━━━ Records to process
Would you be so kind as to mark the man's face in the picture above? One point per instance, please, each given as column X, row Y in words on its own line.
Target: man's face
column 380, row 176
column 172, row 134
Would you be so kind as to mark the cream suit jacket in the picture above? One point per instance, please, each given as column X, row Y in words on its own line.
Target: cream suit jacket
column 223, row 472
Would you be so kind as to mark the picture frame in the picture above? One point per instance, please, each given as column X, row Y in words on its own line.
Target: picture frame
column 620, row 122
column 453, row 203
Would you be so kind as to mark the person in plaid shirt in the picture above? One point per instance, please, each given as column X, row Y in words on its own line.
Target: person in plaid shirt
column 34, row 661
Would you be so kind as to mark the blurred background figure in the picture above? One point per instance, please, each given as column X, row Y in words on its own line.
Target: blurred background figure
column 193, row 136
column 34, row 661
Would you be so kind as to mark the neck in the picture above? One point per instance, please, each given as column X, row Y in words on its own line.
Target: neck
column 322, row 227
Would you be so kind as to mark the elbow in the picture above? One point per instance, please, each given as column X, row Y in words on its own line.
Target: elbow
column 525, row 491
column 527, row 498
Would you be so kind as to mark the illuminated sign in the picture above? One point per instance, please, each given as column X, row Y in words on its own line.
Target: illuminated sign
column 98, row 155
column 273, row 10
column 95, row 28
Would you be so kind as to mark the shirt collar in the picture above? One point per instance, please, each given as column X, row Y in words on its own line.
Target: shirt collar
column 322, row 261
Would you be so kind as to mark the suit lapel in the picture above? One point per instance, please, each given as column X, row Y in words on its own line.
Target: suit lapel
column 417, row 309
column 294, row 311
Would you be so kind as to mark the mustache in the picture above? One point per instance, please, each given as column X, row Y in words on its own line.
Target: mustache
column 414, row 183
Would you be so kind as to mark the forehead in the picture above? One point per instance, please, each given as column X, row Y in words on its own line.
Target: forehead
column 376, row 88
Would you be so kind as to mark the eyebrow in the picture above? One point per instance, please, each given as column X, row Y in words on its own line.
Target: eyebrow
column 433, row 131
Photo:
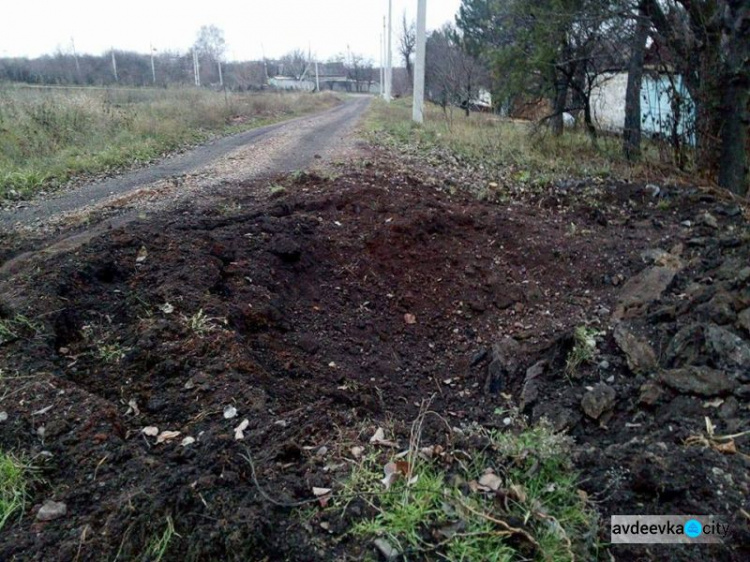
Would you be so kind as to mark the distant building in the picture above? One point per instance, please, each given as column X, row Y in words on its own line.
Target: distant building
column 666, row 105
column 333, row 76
━━━━━━
▶ **Task**: Write out every line of the records above word for word, omitting any pictures.

▶ **Reply**:
Would you be so kind as to mark the man's face in the picture above? One point per instance, please, each given as column X, row Y in words on its own line.
Target: man's face
column 380, row 176
column 172, row 134
Would you be so kind as to mark the cream suit jacket in the picture above? One point per instance, please, each given as column X, row Y in words on its own line.
Target: cream suit jacket
column 223, row 472
Would you be so kind as to mark the picture frame in the picture above? One point per instance, please, each given as column X, row Y in words on its own line.
Target: picture frame
column 620, row 122
column 453, row 203
Would you be so kind as to mark the person in plaid shirt in the picture above? One point per instance, please, each given as column X, row Y in words on its own line.
Target: person in plaid shirt
column 34, row 661
Would you be so kind as to mark the blurred background figure in the picture above? One point per instance, please, each given as column X, row Y in words on its own line.
Target: blurred background figure
column 193, row 136
column 34, row 661
Would you be so kind as to mark the neck in the picture above? One point per instance, please, each given as column X, row Y in words on its own line.
Target: neck
column 322, row 227
Would you be so kind as to mark the elbow in the picture above? One point per instance, please, each given as column X, row Y in words on its own line.
Target: elbow
column 525, row 491
column 527, row 498
Would you be so kind as to mark the illuminated sign in the picture above? One point per instance, please, each given as column X, row Y in words on its own line.
Target: illuminated sign
column 98, row 155
column 273, row 10
column 95, row 28
Would you be so kind as to mark the shirt collar in the picture above? One point per instance, please, each given as column X, row Y in words on its own line.
Target: shirt collar
column 322, row 261
Would you be so kind as to mark the suit lapel in the picture above? One point per instance, please, each given as column X, row Y in words on its own line.
Target: suit lapel
column 417, row 309
column 294, row 311
Would you be so kind as to mark the mustache in the picture above? One point per instance, please, each given as column X, row Y in words on its own line.
Target: mustache
column 414, row 183
Would you be so kind as to mark the forehead in the picture above? One point per instance, please, each given as column X, row Y in words on its own line.
Target: forehead
column 376, row 88
Would you be so kind as to mark the eyebrow in the picture above? One point per instance, please, each given as column X, row Y in words on its own line.
Target: eyebrow
column 433, row 131
Photo:
Would you be so kind as to mark the distant building in the picture above? One point per instance, please, each given as column X, row Y in words on its own line.
Target: distant building
column 666, row 105
column 333, row 76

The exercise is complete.